Work to complete >>
Convert the records into a Markdown table with the columns "Row" and "Line," one record line per row and no blank lines.

[Labeled shape records]

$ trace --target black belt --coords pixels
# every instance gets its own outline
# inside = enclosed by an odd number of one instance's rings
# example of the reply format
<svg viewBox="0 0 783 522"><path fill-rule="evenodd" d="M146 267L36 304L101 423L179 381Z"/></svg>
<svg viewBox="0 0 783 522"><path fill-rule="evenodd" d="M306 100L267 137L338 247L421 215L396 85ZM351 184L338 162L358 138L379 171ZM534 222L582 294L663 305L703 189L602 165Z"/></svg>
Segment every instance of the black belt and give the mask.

Reply to the exercise >>
| Row | Line |
|---|---|
| 1 | $ trace --target black belt --coords pixels |
| 2 | # every instance gets its own outline |
| 3 | # inside = enclosed by an odd number of one instance's rings |
| 4 | # example of the reply format |
| 5 | <svg viewBox="0 0 783 522"><path fill-rule="evenodd" d="M146 267L36 304L101 423L179 381Z"/></svg> |
| 6 | <svg viewBox="0 0 783 522"><path fill-rule="evenodd" d="M306 100L267 137L338 247L421 215L396 85ZM351 184L338 162L358 138L379 171ZM534 222L582 294L663 305L703 189L602 165Z"/></svg> |
| 7 | Segment every instance of the black belt and give the mask. |